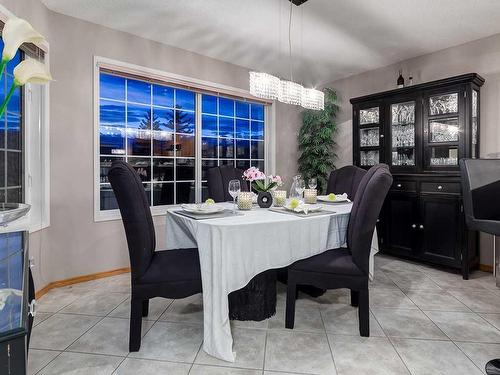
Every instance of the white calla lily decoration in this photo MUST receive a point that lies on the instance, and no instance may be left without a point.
(15, 33)
(27, 71)
(31, 71)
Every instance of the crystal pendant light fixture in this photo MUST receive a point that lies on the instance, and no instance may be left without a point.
(267, 86)
(263, 85)
(313, 99)
(290, 93)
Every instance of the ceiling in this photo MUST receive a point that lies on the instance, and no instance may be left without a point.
(331, 39)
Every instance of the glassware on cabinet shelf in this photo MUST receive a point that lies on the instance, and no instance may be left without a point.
(369, 137)
(403, 113)
(442, 104)
(403, 158)
(369, 116)
(474, 123)
(369, 158)
(403, 136)
(444, 156)
(445, 130)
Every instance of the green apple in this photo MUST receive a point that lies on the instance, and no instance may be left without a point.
(294, 203)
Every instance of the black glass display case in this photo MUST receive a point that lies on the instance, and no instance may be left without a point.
(421, 132)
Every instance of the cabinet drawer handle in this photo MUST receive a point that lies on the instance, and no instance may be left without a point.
(32, 308)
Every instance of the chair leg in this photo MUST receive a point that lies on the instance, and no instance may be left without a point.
(354, 298)
(135, 324)
(291, 294)
(364, 313)
(145, 308)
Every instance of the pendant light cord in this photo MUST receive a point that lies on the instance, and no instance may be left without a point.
(290, 40)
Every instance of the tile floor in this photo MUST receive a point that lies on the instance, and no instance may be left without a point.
(424, 321)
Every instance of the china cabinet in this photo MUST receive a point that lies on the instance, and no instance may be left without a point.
(421, 132)
(14, 320)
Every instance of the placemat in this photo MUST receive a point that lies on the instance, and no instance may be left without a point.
(225, 213)
(282, 210)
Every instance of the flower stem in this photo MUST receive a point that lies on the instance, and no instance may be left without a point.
(7, 99)
(3, 64)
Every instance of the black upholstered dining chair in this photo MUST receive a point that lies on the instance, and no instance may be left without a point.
(168, 274)
(481, 189)
(345, 180)
(346, 267)
(218, 181)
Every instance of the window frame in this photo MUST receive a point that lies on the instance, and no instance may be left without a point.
(184, 82)
(35, 191)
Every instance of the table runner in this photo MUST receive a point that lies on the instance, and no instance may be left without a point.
(233, 250)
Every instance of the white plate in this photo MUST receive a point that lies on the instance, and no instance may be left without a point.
(202, 208)
(309, 207)
(339, 199)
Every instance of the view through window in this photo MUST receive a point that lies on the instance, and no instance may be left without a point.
(154, 128)
(11, 140)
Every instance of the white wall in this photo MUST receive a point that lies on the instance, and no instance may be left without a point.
(481, 56)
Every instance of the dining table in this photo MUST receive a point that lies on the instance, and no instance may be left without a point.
(239, 246)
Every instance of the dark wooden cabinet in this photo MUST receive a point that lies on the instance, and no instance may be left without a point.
(421, 132)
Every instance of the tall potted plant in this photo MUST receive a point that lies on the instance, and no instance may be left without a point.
(316, 141)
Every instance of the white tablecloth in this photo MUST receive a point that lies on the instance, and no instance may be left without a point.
(235, 249)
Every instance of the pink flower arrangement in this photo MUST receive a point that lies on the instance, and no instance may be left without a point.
(253, 174)
(259, 181)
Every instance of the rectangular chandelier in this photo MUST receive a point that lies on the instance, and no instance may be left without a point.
(267, 86)
(263, 85)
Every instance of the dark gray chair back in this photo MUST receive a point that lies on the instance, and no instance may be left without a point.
(218, 182)
(136, 216)
(345, 180)
(481, 192)
(365, 210)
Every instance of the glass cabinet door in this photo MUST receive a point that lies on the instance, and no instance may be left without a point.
(369, 136)
(403, 134)
(475, 115)
(442, 122)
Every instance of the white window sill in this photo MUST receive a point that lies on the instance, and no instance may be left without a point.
(111, 215)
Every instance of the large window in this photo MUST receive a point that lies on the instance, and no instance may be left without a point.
(232, 134)
(11, 142)
(172, 136)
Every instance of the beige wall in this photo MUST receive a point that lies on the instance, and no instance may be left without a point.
(481, 56)
(74, 244)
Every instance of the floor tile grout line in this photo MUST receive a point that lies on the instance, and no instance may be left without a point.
(392, 344)
(428, 317)
(265, 352)
(117, 367)
(48, 363)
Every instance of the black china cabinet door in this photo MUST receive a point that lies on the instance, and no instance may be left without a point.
(368, 139)
(400, 224)
(403, 116)
(440, 228)
(444, 128)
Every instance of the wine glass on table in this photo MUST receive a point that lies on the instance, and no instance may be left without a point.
(234, 190)
(313, 183)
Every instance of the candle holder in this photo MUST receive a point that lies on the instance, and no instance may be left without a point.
(310, 196)
(245, 200)
(279, 198)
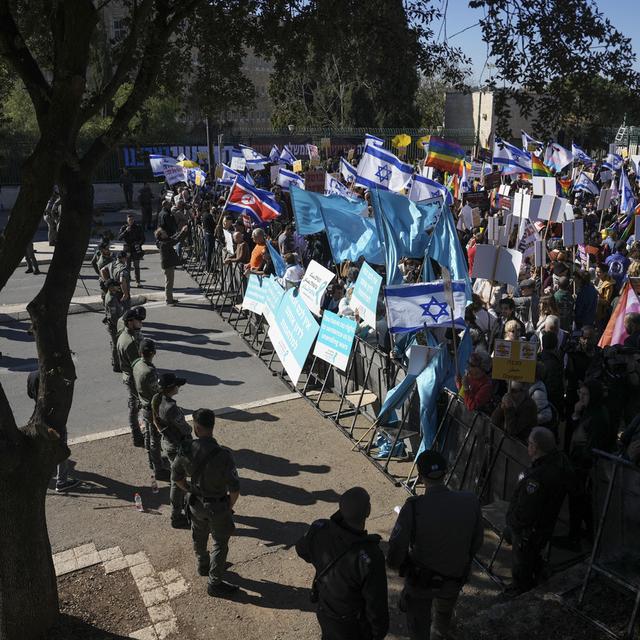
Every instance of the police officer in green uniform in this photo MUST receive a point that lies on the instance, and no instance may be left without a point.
(128, 351)
(213, 491)
(175, 430)
(113, 310)
(534, 508)
(432, 544)
(350, 585)
(145, 379)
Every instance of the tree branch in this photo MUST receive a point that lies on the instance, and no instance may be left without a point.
(14, 48)
(128, 60)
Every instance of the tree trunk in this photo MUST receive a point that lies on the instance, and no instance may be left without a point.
(27, 579)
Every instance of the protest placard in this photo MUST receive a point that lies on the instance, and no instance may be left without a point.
(238, 163)
(335, 339)
(314, 284)
(497, 263)
(255, 294)
(573, 232)
(514, 360)
(364, 299)
(273, 293)
(292, 333)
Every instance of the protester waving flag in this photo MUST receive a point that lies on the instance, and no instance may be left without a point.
(274, 155)
(287, 178)
(380, 169)
(627, 200)
(585, 183)
(259, 204)
(158, 163)
(411, 307)
(579, 154)
(613, 162)
(347, 171)
(444, 155)
(254, 159)
(424, 188)
(509, 159)
(375, 141)
(557, 157)
(286, 156)
(530, 144)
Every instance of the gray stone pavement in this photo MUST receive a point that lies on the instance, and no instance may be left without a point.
(192, 341)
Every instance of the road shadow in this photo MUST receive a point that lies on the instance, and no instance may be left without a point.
(68, 627)
(286, 493)
(269, 531)
(274, 465)
(272, 595)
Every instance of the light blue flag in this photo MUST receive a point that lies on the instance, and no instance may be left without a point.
(307, 207)
(279, 265)
(351, 236)
(445, 249)
(627, 200)
(402, 226)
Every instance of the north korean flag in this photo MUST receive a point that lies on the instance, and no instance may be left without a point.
(257, 203)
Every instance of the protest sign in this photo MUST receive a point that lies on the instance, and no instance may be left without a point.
(514, 360)
(292, 333)
(335, 339)
(255, 294)
(364, 299)
(238, 164)
(273, 293)
(314, 181)
(497, 263)
(573, 232)
(544, 186)
(314, 284)
(228, 241)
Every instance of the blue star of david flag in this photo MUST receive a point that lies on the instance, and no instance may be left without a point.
(380, 169)
(422, 305)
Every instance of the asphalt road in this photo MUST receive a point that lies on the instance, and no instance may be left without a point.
(192, 341)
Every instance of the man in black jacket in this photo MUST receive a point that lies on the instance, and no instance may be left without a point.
(350, 585)
(132, 236)
(432, 545)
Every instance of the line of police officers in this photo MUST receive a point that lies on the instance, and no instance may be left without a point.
(432, 543)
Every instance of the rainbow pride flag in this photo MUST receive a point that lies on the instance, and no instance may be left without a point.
(539, 169)
(444, 155)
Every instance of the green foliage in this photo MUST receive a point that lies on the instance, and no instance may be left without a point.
(342, 63)
(559, 61)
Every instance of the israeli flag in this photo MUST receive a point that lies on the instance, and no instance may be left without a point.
(287, 178)
(158, 163)
(228, 176)
(580, 155)
(375, 141)
(411, 307)
(380, 169)
(585, 183)
(613, 161)
(424, 189)
(332, 186)
(627, 201)
(347, 171)
(253, 158)
(510, 159)
(274, 155)
(286, 156)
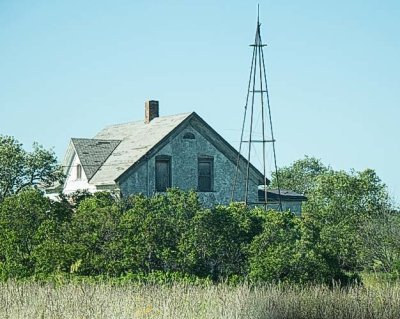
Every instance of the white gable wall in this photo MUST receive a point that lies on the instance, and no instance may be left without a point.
(72, 183)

━━━━

* **WORK TASK**:
Restate the data word for word without pictures.

* **PROBLEM SOLUTION**:
Every instance of the white calla lily decoration in this photo MUST receive a point that lies on the instance, and no instance may be left without a point.
(15, 33)
(27, 71)
(31, 71)
Every instance of the crystal pendant light fixture in this photo MUST receive a point that lies on the instance, and no instance may be left without a point.
(267, 86)
(263, 85)
(313, 99)
(290, 93)
Every instance of the ceiling in this photo MUST receive a point that lies on the instance, and no instance may be left without a point.
(331, 39)
Every instance of the glassware on cabinet shelf in this photo MUST receive a point that lies on the instance, and no instance may be left without a point.
(369, 137)
(403, 113)
(442, 104)
(403, 158)
(369, 116)
(474, 123)
(369, 158)
(403, 136)
(444, 156)
(445, 130)
Every instance of the green apple in this photo MUST receive a point that lies on the instance, and no instance may be left without a point.
(294, 203)
Every instance of the black glass display case in this photo MUST receive a point that lies on the instance, and no instance may be left without a point.
(421, 132)
Every instance of the cabinet drawer handle in this photo MUST receive a point that lies on the instance, and no instance may be left without a point.
(32, 308)
Every instance of the chair leg in this photo MUST receive a point that lies on the instance, and no instance may be left without a point.
(354, 298)
(135, 324)
(291, 294)
(364, 313)
(145, 308)
Every instance of the pendant light cord in this photo MUST receive a point that lies on the instance, and no instance may be left without a point.
(290, 40)
Every instance of the tile floor in this photo MUST receive a point that lies on the instance, and no instance may be left without a point.
(424, 321)
Every instance of the china cabinet in this photo MUST receive a point that lies on the instance, and no instance may be left without a point.
(421, 132)
(14, 320)
Every instance of the placemat in this photo MUST receive a point that lies on the instance, and no instance may be left without a point.
(225, 213)
(282, 210)
Every instance of the flower stem in this photo MUST receive a point that lies on the instance, and no instance may be left without a point.
(7, 99)
(3, 64)
Every instance of the black upholstered dining chair in this photo MUST receive a point that lies on the instance, and no instance may be left without a point.
(168, 274)
(481, 189)
(345, 180)
(346, 267)
(218, 181)
Every instance of the window frame in this photo MUST receive a point that lies on the instance, and no instance may be left without a point.
(184, 82)
(35, 191)
Every instance of the table runner in this photo MUST receive a point that lies on the instance, and no instance may be left without a point.
(233, 250)
Every instance of the white plate in this photo MUST receive a point that lies on the instance, and no instance may be left without a point.
(202, 208)
(309, 207)
(339, 199)
Every instance of the view through window in this photo MUST receive a point that lies on the instance, and no instance may be left without a point.
(154, 128)
(11, 140)
Every instance of the white wall in this photo MUST receive a point that lies on the instance, and no instance may be left without a point.
(481, 56)
Every instance of the dining table in this photo MUST receive a point that lies on the instance, and no instance may be left without a point.
(239, 246)
Every instance of the dark wooden cabinet in this photo MUST receive a point that lies on the instance, and no instance may be left without a point.
(421, 132)
Every instance of the tall potted plant in this photo MUST receive a point that lies on the instance, and no instance may be left without a point.
(316, 141)
Every instance of the white tablecloth in this photo MUST receive a point that lies on the instance, and no instance may be left without a point.
(235, 249)
Every instance of the pink flower arrangement in this photo MUST receive a point that lies on the instance, and no instance may be left without a point.
(253, 174)
(259, 181)
Every instance of the rectangular chandelier in this photo MUST receive a point that lies on the instance, and no instance may be left without a point.
(267, 86)
(263, 85)
Every instance of the dark gray chair back in this photo MUST receive a point that lies on the instance, and no instance may be left without a point.
(218, 182)
(136, 216)
(345, 180)
(481, 192)
(365, 210)
Every instance of the glass cabinet door in this photo MUST receive a point that lies on the instance, and no instance may be left without a point.
(369, 136)
(403, 134)
(475, 115)
(442, 122)
Every instance of the white window sill in this photo MUST receive a point that lies on the instance, and no instance may be left without a point.
(111, 215)
Every instance of the large window in this photo MUST receive a point that lies on the instance, and no instance may be left without a point.
(232, 134)
(11, 142)
(172, 136)
Every instance of the beige wall in this photo MUST receive a point that lies on the instance, and no instance may be left without a point.
(481, 56)
(74, 244)
Every instance of the floor tile grout line in this photo MUST receive a point that lies on the instance, and no instance may be left without a point.
(392, 344)
(428, 317)
(265, 352)
(117, 367)
(48, 363)
Every instance of the black china cabinet door in this photo MUST receive a point that lies on the instance, and no instance may be left without a point.
(368, 139)
(400, 224)
(403, 116)
(440, 228)
(444, 128)
Every instance of the wine glass on table in this photo MUST receive a point that lies on the instance, and no instance may be left without a point.
(234, 190)
(313, 183)
Every instance of the candle holder in this photo MUST receive a point that lies on the instance, and no instance may be left without a point.
(310, 196)
(245, 200)
(279, 198)
Every instance of the police officer in green uniform in this photo MUST receive a point that lies on the instance, and no instance may be left without a point.
(128, 351)
(213, 491)
(175, 430)
(113, 310)
(534, 508)
(432, 544)
(350, 585)
(145, 379)
Every instance of the tree branch in this photo MUST receive a point that lies on the instance, and no instance may be left without a point.
(14, 48)
(128, 60)
Every instance of the tree trunk in this photo MUST receive a point that lies on the instance, and no instance may be left without a point.
(27, 579)
Every instance of the protest placard in this photo MUST receive a point that lies on the instance, and no instance may be left without a point.
(238, 163)
(335, 339)
(314, 284)
(497, 263)
(255, 294)
(573, 232)
(514, 360)
(364, 299)
(273, 293)
(292, 333)
Every instance of the protester waving flag in this photo MUST receive a point that lies on the instance, and no instance may be left without a point.
(274, 155)
(287, 178)
(380, 169)
(627, 200)
(585, 183)
(259, 204)
(158, 163)
(411, 307)
(579, 154)
(613, 162)
(347, 171)
(444, 155)
(254, 159)
(424, 188)
(509, 159)
(375, 141)
(557, 157)
(286, 156)
(530, 144)
Every instance of the gray stone pavement in this photo MUST receive a point that lies on the instance, and no instance may be left without a point.
(192, 341)
Every instance of the road shadow in this photo MUST receive a point that lies on the instance, and no instance may be left without a point.
(68, 627)
(286, 493)
(269, 531)
(274, 465)
(272, 595)
Every instance of the light blue flag in this photo MUST receive a point that lies on the instance, and no instance may be left without a point.
(307, 207)
(279, 265)
(351, 236)
(445, 249)
(627, 200)
(402, 226)
Every instance of the north korean flag in this photo MUST receive a point that lies on the instance, and no instance may be left without a point.
(257, 203)
Every instance of the protest sign in this photo MUST receive a point that lies on the instance, and no instance may be left without a point.
(514, 360)
(292, 333)
(335, 339)
(255, 294)
(364, 299)
(238, 164)
(273, 293)
(314, 181)
(497, 263)
(573, 232)
(544, 186)
(314, 284)
(228, 241)
Every instance of the blue star of david flag in this photo MUST receive a point that lies on the instance, and no instance may be left without a point.
(380, 169)
(422, 305)
Every instance of the asphalt road in this photo MUST receive a point that lies on the instance, and no instance may be left without a point.
(192, 341)
Every instance of the man in black jacket in this photo MUST receive a point that lies on the instance, and no instance may be left without a point.
(350, 585)
(132, 236)
(432, 545)
Every instance of the line of police officers in this photo MUST receive a point that lies on the instance, and no instance may be left without a point.
(432, 543)
Every instance of the rainbow pride flag in this photo MUST receive a point that lies on the instance, and no instance may be left without a point.
(539, 169)
(444, 155)
Every instance of the green foliage in this photo MUST receive a point that lies on the instance, and no instance may be left without a point.
(342, 63)
(559, 61)
Every instance of the israeli flag in this photo MUST receive a point that lies on the instance, and no instance may be left without a point.
(287, 178)
(158, 163)
(228, 176)
(580, 155)
(375, 141)
(411, 307)
(380, 169)
(585, 183)
(613, 161)
(424, 189)
(332, 186)
(627, 201)
(347, 171)
(253, 158)
(510, 159)
(274, 155)
(286, 156)
Every instance of the white gable wall in this photo MUST receive a point that lies on the instance, and no instance may be left without a point.
(72, 183)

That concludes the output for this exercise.